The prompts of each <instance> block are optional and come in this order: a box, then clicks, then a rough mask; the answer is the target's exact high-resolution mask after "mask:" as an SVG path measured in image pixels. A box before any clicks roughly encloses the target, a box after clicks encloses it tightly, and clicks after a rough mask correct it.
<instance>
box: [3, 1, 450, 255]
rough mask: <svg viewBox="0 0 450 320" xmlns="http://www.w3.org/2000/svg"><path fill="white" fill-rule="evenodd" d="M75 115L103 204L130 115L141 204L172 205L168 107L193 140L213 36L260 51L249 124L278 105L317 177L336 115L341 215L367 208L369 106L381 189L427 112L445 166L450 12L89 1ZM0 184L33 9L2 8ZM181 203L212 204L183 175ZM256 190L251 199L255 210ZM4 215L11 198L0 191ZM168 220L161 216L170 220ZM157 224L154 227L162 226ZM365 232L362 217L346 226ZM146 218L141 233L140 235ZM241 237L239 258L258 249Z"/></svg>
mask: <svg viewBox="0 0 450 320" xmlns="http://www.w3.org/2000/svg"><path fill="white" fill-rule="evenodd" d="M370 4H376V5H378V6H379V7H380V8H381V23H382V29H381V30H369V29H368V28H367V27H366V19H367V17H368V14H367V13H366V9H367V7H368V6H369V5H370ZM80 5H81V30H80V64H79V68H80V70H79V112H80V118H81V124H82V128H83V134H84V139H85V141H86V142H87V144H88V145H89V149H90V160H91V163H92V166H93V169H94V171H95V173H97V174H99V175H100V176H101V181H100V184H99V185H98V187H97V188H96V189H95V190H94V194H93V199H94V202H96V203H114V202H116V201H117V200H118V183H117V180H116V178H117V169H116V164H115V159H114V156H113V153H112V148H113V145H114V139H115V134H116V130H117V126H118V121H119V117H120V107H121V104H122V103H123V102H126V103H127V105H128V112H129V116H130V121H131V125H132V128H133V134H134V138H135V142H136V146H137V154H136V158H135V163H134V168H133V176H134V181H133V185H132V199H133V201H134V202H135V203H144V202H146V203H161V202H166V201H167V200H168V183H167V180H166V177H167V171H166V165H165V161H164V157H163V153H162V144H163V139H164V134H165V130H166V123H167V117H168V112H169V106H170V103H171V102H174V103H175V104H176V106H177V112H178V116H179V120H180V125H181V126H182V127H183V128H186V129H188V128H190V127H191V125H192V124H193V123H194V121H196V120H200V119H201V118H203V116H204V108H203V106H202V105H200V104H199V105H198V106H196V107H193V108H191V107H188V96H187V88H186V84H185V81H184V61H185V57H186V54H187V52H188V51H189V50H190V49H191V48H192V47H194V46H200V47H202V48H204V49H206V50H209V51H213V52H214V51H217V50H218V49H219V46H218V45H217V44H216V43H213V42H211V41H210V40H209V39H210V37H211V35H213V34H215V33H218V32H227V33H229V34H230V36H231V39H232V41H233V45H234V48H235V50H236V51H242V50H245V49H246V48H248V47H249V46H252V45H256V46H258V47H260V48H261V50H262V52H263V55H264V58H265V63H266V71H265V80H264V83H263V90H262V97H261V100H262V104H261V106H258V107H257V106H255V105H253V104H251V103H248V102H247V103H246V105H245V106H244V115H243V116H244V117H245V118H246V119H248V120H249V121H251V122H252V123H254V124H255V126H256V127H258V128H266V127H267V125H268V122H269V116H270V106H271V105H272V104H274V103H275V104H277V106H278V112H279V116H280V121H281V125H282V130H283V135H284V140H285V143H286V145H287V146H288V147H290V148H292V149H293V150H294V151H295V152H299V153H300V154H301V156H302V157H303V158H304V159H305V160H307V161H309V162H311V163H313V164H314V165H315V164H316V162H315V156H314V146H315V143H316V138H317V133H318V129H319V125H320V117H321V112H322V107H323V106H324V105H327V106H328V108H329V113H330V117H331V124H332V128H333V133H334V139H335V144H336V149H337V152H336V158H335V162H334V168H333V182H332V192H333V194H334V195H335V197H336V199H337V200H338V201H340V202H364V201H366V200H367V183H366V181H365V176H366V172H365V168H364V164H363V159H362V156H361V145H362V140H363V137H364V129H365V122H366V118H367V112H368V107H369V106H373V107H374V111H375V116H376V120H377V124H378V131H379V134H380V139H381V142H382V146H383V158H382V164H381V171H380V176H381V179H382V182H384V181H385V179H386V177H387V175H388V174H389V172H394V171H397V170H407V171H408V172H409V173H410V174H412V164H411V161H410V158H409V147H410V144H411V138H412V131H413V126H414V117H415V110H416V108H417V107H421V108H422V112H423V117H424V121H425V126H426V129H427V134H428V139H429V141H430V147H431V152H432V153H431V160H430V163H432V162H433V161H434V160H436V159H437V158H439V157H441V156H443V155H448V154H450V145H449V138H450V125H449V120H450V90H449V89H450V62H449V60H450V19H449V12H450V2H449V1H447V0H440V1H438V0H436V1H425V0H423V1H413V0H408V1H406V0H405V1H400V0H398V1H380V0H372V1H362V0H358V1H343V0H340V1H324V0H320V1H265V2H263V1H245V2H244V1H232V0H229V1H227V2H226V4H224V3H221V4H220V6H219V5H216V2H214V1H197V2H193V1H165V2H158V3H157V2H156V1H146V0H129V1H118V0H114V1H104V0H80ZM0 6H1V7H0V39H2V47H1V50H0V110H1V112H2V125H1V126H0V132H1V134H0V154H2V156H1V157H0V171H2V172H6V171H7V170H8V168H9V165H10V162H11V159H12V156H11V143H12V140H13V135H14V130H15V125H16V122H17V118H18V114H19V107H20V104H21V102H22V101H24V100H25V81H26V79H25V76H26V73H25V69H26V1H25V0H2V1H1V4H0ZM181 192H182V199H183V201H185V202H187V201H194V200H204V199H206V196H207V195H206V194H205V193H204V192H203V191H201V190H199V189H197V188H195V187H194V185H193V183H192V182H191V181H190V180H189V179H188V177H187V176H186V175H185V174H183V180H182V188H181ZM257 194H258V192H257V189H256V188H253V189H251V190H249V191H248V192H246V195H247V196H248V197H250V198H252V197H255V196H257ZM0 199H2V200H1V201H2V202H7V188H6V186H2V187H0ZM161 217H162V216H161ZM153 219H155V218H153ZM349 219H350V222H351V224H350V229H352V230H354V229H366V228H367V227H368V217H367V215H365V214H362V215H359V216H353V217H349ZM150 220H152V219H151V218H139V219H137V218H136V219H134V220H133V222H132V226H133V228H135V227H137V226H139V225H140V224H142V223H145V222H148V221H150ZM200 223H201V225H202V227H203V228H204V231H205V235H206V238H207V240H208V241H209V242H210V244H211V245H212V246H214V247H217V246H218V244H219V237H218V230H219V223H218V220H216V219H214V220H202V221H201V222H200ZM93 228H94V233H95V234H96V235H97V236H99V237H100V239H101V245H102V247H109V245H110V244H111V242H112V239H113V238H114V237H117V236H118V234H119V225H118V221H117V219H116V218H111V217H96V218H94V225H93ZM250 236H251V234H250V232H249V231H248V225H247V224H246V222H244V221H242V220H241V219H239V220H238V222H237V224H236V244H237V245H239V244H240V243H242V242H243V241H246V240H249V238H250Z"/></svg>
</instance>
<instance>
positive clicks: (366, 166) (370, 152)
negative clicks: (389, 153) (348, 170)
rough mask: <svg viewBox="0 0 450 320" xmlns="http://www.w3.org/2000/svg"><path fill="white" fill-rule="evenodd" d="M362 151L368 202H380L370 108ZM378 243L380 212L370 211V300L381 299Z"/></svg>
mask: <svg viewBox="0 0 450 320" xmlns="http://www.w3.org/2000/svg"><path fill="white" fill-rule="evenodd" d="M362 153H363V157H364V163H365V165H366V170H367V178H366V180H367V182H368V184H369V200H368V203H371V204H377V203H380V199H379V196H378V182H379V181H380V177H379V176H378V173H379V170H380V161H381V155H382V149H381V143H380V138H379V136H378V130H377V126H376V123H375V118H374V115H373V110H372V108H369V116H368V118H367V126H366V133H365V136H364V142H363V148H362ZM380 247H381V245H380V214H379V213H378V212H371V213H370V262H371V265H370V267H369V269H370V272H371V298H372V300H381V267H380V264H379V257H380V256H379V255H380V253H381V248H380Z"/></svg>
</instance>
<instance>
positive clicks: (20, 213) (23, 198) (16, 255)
···
Task brief: Go through the entries above and count the lines containing "positive". Give the number only.

Reply: 2